**TASK DIRECTIONS**
Copy out every line of the listing below with no changes at all.

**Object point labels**
◇ ◇ ◇

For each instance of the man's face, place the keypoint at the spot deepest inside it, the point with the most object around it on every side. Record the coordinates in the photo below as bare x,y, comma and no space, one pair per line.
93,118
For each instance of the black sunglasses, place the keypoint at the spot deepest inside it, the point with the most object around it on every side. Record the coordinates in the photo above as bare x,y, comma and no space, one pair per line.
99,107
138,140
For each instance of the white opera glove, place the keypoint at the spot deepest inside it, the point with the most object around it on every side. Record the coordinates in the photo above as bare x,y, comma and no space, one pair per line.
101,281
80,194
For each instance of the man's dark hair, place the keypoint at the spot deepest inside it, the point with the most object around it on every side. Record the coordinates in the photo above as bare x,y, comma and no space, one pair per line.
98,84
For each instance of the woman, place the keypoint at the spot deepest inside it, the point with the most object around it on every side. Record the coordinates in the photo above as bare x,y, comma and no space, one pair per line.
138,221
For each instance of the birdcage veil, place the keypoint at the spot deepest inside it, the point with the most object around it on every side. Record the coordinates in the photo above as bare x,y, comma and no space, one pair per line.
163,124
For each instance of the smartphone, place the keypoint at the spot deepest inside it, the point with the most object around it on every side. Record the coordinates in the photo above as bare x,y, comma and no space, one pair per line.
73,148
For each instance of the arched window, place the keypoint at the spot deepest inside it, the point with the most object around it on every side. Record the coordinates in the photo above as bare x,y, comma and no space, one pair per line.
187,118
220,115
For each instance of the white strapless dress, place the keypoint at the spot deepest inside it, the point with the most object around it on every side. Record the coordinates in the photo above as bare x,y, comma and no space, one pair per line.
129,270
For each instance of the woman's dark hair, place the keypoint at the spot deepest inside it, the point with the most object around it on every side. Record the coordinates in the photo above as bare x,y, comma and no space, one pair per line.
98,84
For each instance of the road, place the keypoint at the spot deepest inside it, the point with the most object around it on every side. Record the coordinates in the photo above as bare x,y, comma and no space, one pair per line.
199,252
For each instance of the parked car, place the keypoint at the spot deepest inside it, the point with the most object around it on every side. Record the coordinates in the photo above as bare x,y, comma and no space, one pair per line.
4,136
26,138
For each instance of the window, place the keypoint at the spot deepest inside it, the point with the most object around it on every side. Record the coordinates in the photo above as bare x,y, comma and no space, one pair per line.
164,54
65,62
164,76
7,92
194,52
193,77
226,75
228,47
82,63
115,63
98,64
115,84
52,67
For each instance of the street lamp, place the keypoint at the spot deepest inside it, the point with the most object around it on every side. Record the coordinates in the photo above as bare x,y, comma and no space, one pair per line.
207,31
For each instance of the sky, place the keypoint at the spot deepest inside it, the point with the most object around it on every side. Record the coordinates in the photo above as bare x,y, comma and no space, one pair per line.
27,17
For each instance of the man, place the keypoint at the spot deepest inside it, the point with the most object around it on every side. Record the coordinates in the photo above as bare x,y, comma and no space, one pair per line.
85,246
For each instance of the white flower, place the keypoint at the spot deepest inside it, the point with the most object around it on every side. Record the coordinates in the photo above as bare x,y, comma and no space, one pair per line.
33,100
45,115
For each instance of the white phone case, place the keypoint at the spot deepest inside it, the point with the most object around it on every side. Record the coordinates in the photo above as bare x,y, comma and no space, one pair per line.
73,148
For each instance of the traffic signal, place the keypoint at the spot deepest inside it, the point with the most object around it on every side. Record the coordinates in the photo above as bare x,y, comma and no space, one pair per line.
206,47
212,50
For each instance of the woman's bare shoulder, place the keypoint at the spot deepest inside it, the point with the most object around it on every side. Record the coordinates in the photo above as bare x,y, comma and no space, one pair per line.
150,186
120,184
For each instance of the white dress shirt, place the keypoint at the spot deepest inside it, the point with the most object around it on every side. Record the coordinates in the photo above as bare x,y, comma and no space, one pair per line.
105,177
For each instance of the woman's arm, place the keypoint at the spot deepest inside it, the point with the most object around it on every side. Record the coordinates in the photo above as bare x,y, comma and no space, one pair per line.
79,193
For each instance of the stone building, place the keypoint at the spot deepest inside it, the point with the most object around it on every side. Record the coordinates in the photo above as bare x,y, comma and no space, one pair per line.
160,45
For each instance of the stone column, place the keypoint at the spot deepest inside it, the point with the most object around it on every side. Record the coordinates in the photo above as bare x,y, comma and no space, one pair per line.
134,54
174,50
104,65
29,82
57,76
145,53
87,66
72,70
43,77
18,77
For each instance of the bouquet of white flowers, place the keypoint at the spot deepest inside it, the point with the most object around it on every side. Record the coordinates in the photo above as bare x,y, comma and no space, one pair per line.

◇ ◇ ◇

**FULL SOLUTION**
For each instance of the man's face, place the keypoint at the spot deepest inside it, the point with the most object around it on every side. Record the coordinates in the photo below as bare x,y, comma and no space, one pair per line.
93,118
For each instance of the black sunglasses, place the keypoint at the spot deepest inside it, the point with the most object around it on every side. Record the coordinates in the photo above as bare x,y, comma and no space, one pair per line.
99,107
138,140
For each instance of the white opera glove, place the keypoint at the spot deepest inside it, the point with the most object around it on every side. Record the coordinates in the photo above as bare x,y, comma and no space, one pair per line.
101,281
80,194
For each instance of the man's dark hair, place the keypoint at the spot deepest inside it, the point with the most object around it on every side. Record the coordinates in the photo above as bare x,y, comma and no space, one pair per line.
98,84
For each instance of the woman, place the keypoint at the spot deepest inside it, the point with the most object around it on every side. Record the coordinates in the photo above as bare x,y, comma and no space, one pair per line.
138,221
For each instance of the birdcage veil, place the keypoint at the spot deepest inside it, the point with the most object around it on every side. Record the coordinates in the photo above as bare x,y, comma and no space, one pair per line.
163,124
For each instance of the smartphone, place the keypoint at the spot deepest inside it, the point with the most object around it on every side. Record the coordinates in the photo above as bare x,y, comma and no space, one pair per line.
73,148
For each instance of the arched window, place the keypoint at the spot deepest inside it, the point with the most object around it on every side. Record the coordinates in the photo above as bare x,y, comma and no space, one pair per line.
187,118
220,115
For each instance of the white strapless dress, place the keypoint at the spot deepest inside it, the point with the most object around it on every side. Record the coordinates in the photo above as bare x,y, comma and no space, one pair per line.
129,270
For each instance of the woman's dark hair, place the keypoint at the spot deepest inside it, the point with the most object around it on every side. Record the coordinates in the photo above as bare x,y, comma and no space, one pair per line.
98,84
For each instance of the road, place the keypoint at the spot deepest inside it, the point with the most object around it on every side. Record the coordinates in the photo above as bare x,y, comma and no space, one pair per line.
199,252
For each instance of the parked car, place the keypoint at the spot deepest inside it, the point with the most object around it on every side. Record the coordinates in the photo above as bare x,y, comma and no space, one pair per line.
4,136
26,138
For each instance of the window, place the keypoint at the spot deepest inside it, the point with the most object around it on every side. Record the coordinates in the photo above as bare x,y, comma and no space, one pair per line.
164,54
65,62
164,76
7,92
194,52
193,77
226,75
228,47
82,63
115,63
98,64
115,84
52,67
For each instance of the street lamp, place the keypoint at the spot deepest inside it, the point with the most object around it on every side. Record the coordinates in the photo above as bare x,y, comma and no space, one pair per line.
207,31
For each instance of the sky, place the keypoint at the spot deepest inside it, the point with the most object around it on every side. Record the coordinates in the photo above as bare x,y, comma and no space, one pair per line.
27,17
For each instance of the man, place the keypoint at the spot deepest inside it, the point with the most object around it on every side. Record the coordinates in the photo above as bare x,y, comma and no space, one pair per line.
85,246
For each instance of the white flower, place the keypoint at the spot deepest inside it, the point with the most object around it on every side. Record the coordinates in the photo above as bare x,y, comma and no space, one pair per line.
33,100
45,115
For each instance of the white phone case, place the keypoint at the spot deepest inside it, the point with the most object around it on every side. Record the coordinates in the photo above as bare x,y, comma and no space, one pair per line.
73,148
For each instance of the traffic signal, place the keypoint at the spot deepest inside it, the point with the most object around it on every side. Record the coordinates in the photo above as bare x,y, comma and no space, one pair per line.
206,47
212,50
For each instance of the woman's bare shoulder, place the keypoint at the spot deepest inside it, the point with the most object around it on every side. Record the coordinates in the photo above as bare x,y, comma and no space, one pair per line.
150,186
120,184
For each instance of the white dress shirt, place the keypoint at the spot deepest inside it, the point with the most object around it on every side. Record the coordinates in the photo above as bare x,y, comma and no space, one pair per line.
105,177
For each instance of the woman's arm, place the keypoint at the spot deepest inside it, the point with the most object around it on every side. Record the coordinates in the photo above as bare x,y, comma and no space, one pair per line.
79,193
For each instance of the stone building, place the keypoint at the spot deepest inside it, the point with the most object around it on every side. Record the coordinates in the photo above as bare x,y, comma and no space, one pair per line.
160,45
For each instance of the stone column, place the keypoint at the spot deepest inside it, the point with the most object around it on every side. Record the coordinates in the photo above as bare x,y, comma and no space, one pair per line.
134,54
174,50
104,65
29,82
57,76
145,53
87,66
72,70
43,77
18,77
For each instance of the bouquet of white flowers, place the keypoint at the spot deepest inside it, the point with the most object around it on every side. Record the coordinates in the photo above as bare x,y, comma and no space, one pair per line.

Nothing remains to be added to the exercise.